What you will do:
List every line of the material that contains the word "green", treating uppercase and lowercase letters as different.

------------------------------------------------

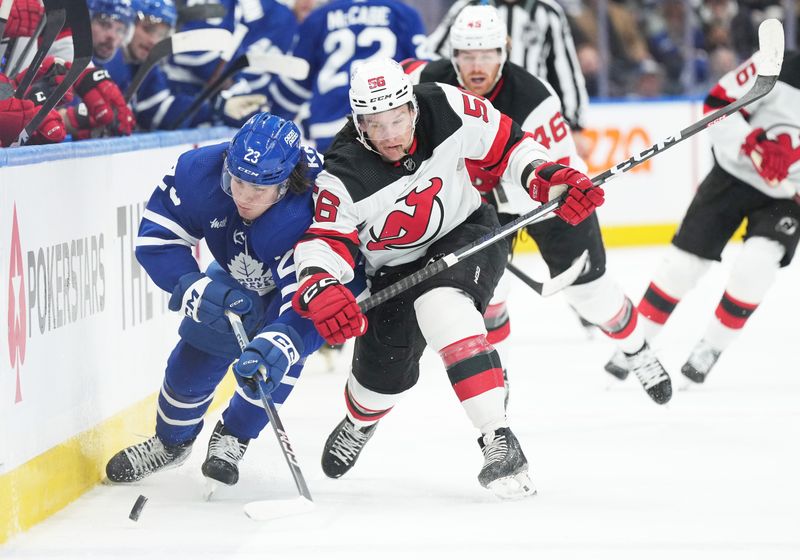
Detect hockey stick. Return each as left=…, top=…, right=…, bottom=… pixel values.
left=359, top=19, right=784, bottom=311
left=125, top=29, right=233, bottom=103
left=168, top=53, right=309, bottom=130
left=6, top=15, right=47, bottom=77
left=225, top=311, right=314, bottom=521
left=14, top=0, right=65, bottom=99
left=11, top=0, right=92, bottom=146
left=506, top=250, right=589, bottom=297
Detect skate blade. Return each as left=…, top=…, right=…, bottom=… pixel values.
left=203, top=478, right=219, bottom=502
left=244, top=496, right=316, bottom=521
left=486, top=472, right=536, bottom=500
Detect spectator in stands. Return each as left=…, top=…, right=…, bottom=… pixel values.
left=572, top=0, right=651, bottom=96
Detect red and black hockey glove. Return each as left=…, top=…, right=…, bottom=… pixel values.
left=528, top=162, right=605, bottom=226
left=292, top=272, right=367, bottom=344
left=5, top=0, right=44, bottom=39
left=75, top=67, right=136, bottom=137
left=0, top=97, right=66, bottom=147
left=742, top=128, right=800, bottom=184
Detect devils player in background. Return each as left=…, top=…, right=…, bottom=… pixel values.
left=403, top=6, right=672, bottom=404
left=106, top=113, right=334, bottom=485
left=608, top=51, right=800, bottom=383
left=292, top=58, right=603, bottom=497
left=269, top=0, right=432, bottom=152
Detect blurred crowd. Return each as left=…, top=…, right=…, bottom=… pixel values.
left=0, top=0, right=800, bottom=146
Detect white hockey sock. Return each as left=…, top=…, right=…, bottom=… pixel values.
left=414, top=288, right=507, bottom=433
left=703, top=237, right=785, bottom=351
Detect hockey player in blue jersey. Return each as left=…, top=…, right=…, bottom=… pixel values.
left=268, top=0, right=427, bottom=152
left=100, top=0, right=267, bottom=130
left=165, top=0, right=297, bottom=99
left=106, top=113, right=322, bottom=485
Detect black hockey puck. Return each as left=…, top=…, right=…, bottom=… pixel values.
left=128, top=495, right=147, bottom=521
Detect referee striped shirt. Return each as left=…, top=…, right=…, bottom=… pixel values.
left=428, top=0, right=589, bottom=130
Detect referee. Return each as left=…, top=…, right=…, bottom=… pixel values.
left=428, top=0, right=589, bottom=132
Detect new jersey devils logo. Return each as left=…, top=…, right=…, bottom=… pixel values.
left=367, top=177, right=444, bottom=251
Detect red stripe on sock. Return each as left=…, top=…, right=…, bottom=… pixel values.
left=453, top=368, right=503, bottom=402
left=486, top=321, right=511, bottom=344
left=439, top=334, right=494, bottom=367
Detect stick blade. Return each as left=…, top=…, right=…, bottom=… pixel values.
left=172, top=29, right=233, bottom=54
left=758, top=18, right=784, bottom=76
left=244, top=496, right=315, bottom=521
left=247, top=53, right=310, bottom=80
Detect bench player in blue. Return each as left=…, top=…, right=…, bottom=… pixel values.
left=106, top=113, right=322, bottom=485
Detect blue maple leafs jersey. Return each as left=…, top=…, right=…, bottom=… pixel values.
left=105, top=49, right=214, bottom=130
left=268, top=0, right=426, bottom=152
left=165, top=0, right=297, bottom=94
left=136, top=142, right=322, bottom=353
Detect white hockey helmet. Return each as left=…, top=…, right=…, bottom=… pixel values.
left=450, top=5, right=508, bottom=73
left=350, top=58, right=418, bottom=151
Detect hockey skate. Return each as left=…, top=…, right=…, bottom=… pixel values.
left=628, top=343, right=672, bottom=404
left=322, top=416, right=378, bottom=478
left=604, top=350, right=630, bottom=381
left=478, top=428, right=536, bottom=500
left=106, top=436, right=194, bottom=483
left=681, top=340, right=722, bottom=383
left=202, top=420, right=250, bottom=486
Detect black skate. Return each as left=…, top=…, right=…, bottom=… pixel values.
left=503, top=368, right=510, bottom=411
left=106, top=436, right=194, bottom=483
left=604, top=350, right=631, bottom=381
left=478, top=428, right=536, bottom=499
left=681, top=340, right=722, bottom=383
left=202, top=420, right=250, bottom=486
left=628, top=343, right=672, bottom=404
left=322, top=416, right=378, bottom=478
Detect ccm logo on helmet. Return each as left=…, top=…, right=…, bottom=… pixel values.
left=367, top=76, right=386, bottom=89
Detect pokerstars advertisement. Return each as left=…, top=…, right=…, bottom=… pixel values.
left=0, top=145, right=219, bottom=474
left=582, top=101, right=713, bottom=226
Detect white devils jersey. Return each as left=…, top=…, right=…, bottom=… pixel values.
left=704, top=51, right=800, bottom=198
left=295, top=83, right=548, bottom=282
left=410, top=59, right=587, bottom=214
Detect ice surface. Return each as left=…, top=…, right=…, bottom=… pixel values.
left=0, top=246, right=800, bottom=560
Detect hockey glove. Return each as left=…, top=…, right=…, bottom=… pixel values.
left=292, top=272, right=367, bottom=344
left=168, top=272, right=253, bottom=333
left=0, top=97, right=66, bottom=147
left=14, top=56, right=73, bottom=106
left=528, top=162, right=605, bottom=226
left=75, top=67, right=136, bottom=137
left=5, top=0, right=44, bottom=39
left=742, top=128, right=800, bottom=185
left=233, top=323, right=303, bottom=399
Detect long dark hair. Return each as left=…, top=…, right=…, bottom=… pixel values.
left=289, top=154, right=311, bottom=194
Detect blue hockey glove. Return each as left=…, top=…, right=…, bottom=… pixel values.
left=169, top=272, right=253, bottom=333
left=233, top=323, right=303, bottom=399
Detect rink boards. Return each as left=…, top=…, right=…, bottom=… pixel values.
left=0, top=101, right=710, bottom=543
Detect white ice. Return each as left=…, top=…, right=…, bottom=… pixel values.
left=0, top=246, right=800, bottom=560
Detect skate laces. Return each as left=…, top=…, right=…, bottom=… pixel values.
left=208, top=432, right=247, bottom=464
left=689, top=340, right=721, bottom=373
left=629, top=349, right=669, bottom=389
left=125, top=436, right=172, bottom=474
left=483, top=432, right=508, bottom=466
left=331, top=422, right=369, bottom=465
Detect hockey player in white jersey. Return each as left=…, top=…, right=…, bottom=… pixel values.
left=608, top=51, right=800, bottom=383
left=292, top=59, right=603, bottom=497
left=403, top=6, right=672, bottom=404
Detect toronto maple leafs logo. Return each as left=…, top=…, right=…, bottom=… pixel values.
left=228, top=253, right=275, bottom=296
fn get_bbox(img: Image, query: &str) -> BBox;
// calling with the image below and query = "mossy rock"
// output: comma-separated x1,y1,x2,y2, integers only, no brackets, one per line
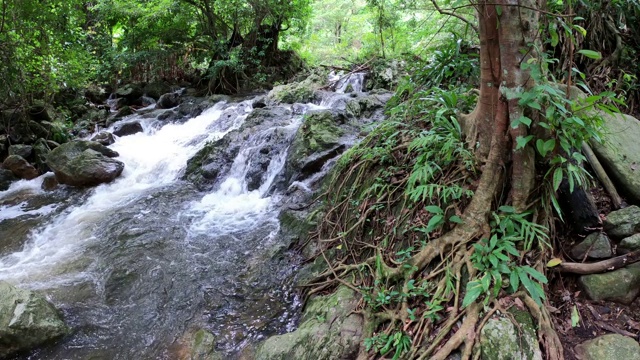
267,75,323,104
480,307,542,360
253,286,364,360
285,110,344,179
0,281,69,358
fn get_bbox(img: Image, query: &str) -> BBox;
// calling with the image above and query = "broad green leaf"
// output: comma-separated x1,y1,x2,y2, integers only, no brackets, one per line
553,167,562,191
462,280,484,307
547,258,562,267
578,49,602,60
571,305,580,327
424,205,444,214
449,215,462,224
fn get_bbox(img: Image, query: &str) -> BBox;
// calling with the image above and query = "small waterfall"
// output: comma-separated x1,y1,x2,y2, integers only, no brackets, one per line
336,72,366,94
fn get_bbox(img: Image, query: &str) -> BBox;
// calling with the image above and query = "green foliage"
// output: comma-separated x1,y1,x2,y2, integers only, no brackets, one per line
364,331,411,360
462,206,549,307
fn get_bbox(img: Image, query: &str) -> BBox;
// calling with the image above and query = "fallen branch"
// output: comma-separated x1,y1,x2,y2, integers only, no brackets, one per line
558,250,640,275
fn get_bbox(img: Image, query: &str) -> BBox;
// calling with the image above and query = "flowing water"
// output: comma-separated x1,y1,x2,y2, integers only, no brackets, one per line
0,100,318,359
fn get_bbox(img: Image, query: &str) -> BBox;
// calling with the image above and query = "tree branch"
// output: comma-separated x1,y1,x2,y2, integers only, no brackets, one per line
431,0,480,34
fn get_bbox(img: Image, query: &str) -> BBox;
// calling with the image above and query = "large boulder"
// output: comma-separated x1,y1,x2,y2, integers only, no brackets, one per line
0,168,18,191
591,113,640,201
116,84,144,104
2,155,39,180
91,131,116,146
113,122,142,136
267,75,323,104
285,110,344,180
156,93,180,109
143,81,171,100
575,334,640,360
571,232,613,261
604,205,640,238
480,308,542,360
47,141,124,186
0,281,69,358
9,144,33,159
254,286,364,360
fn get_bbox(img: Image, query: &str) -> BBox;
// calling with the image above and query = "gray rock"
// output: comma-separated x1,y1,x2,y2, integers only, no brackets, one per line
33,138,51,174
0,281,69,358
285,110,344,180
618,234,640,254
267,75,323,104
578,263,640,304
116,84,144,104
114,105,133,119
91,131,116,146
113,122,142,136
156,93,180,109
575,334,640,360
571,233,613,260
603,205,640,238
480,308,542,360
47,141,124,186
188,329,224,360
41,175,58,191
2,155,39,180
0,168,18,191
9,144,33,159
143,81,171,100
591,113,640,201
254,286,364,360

------------------------------------------------

Exercise response:
// calling with the image above and query = "broad green leaf"
// calling with the image above and query = "green foliage"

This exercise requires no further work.